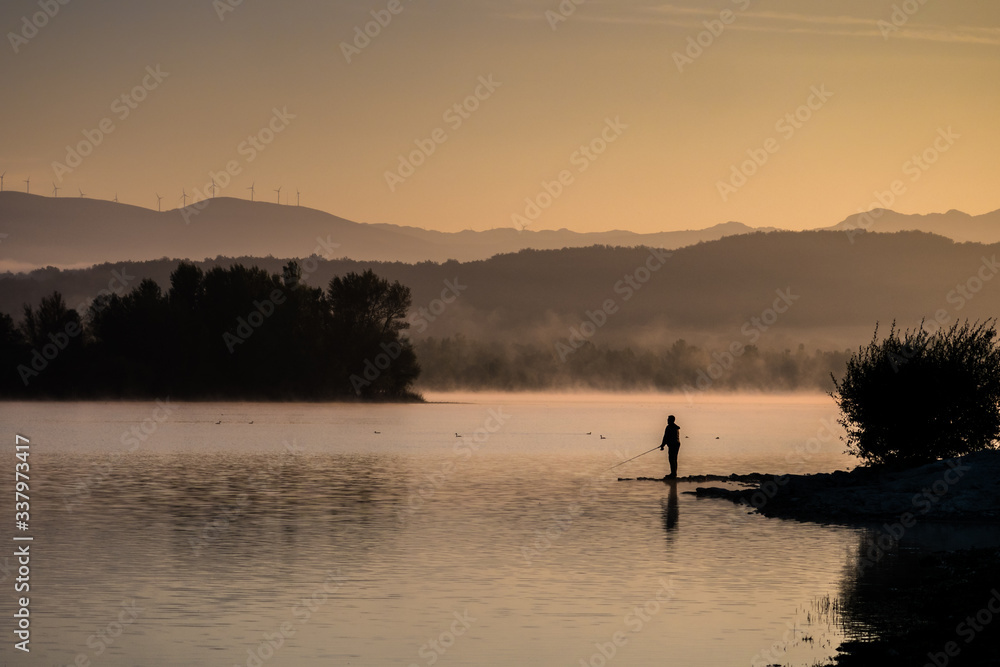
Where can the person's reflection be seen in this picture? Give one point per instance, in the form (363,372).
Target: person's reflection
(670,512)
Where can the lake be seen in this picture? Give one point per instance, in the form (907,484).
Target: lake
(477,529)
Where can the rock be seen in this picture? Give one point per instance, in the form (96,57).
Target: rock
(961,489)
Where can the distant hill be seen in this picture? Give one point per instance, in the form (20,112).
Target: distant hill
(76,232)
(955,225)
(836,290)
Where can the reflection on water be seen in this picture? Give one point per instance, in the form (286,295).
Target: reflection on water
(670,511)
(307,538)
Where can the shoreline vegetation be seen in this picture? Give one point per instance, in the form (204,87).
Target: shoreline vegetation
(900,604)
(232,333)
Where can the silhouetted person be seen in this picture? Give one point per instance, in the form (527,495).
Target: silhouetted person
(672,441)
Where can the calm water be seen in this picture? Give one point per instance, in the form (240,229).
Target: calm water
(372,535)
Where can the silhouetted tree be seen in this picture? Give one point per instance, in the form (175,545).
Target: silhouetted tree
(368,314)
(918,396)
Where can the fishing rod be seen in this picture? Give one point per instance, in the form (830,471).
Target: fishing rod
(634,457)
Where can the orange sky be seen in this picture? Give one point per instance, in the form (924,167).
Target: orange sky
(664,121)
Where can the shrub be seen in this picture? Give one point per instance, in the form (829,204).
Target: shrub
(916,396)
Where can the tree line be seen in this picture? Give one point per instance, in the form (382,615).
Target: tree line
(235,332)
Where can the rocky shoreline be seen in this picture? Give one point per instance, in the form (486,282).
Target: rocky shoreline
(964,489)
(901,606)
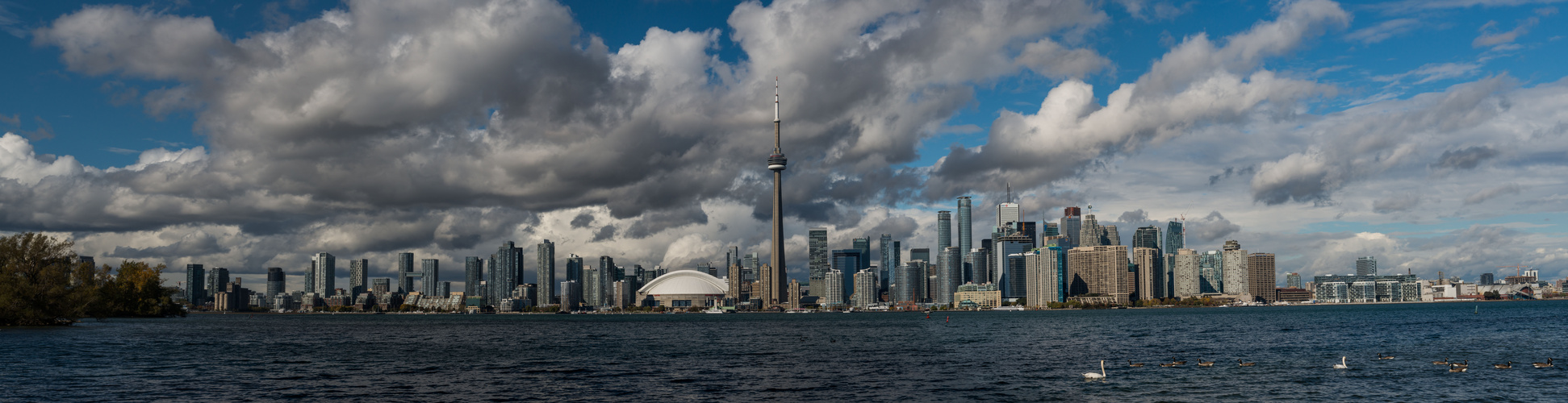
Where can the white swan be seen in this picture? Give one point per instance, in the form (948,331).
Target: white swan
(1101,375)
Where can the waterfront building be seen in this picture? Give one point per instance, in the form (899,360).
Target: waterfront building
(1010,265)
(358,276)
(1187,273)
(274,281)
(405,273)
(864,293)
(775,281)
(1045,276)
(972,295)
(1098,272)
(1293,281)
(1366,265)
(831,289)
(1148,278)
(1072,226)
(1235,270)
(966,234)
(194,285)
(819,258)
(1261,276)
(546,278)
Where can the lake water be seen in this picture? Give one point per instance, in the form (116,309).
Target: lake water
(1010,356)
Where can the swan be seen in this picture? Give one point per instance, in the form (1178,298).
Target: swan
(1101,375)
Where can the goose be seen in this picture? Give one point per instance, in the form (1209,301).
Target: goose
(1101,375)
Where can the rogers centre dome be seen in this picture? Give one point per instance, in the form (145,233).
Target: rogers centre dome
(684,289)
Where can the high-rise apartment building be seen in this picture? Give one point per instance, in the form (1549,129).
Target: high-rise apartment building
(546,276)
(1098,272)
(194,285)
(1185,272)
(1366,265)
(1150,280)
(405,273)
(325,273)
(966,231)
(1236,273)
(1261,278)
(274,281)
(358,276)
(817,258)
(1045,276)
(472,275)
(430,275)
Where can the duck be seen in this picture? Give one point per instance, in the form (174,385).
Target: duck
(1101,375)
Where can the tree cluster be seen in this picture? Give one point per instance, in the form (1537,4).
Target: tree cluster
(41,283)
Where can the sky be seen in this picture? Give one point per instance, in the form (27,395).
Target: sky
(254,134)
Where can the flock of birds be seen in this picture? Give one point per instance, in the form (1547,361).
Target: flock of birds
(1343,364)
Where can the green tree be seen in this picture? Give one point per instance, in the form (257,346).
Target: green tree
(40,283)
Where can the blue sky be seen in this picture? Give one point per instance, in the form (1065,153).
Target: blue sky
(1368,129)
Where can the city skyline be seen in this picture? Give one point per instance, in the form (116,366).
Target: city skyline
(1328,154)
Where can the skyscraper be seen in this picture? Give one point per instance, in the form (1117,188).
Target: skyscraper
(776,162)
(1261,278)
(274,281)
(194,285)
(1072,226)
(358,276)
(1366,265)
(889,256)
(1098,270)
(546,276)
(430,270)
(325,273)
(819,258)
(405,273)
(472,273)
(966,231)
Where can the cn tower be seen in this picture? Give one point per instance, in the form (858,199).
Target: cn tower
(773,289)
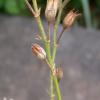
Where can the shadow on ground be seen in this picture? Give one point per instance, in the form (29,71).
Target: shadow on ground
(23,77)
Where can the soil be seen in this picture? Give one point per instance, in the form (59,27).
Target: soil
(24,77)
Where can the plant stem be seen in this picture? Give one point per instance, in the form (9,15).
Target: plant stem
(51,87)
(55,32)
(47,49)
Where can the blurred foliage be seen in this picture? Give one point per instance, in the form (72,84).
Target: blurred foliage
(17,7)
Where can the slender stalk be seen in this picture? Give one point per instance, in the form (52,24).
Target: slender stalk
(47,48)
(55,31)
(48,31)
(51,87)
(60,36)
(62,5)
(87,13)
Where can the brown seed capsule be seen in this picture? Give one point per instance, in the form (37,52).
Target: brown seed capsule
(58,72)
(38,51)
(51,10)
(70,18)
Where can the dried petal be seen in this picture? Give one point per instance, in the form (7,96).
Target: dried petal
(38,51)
# # #
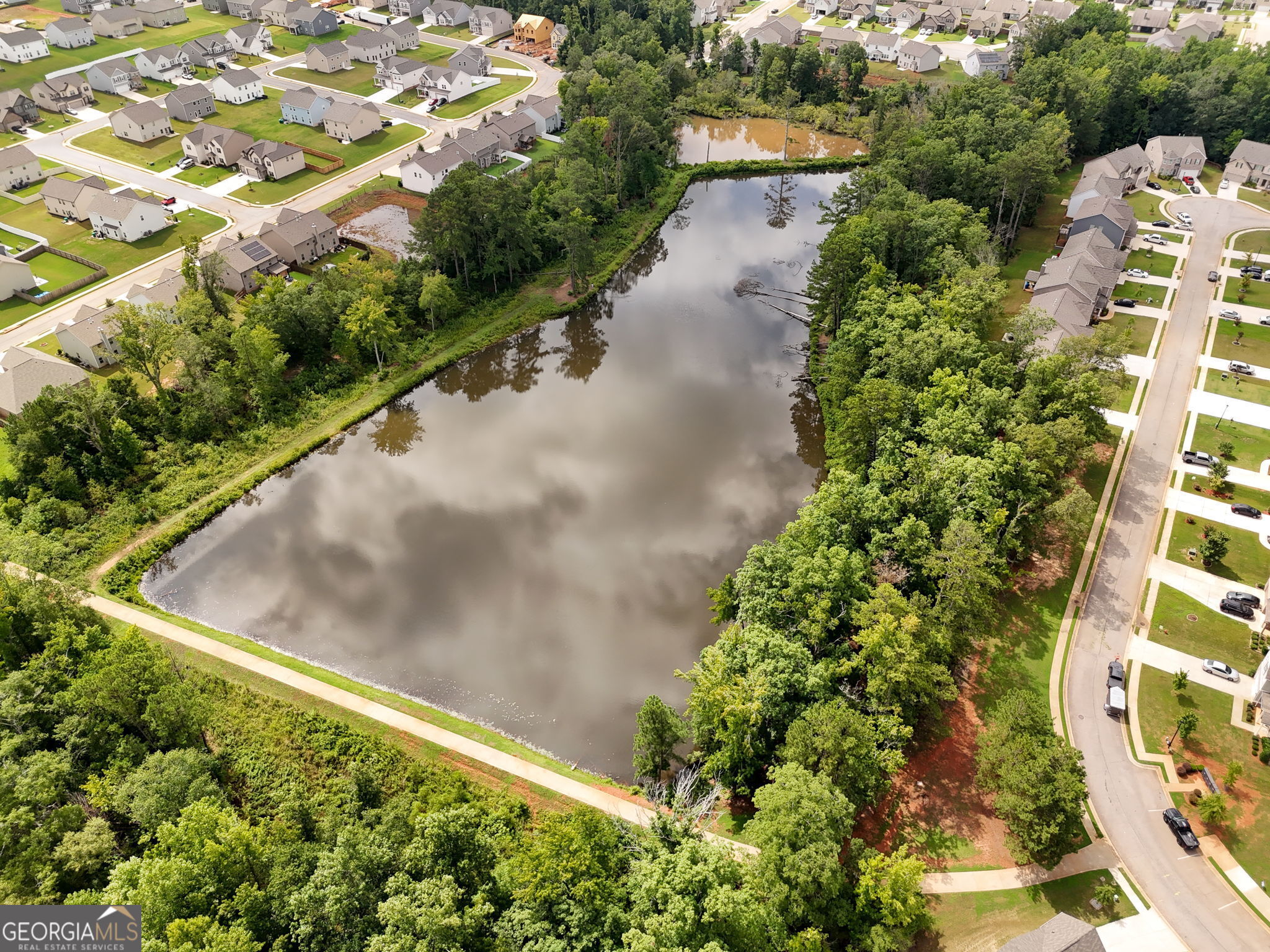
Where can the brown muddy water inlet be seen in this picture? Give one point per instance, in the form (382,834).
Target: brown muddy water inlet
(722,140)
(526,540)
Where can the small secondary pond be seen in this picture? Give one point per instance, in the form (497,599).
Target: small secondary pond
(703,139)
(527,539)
# # #
> [Task to complete] Which lines in the rows above contain the word "swan"? Pick out each one and copy it in full.

> [Output for this exercise]
Where can the white swan be seen in this picture? Give one point per instance, in the form (948,331).
Target: white swan
Where can the swan be seen in this picture? Give one point per instance, in the form (1178,298).
Target: swan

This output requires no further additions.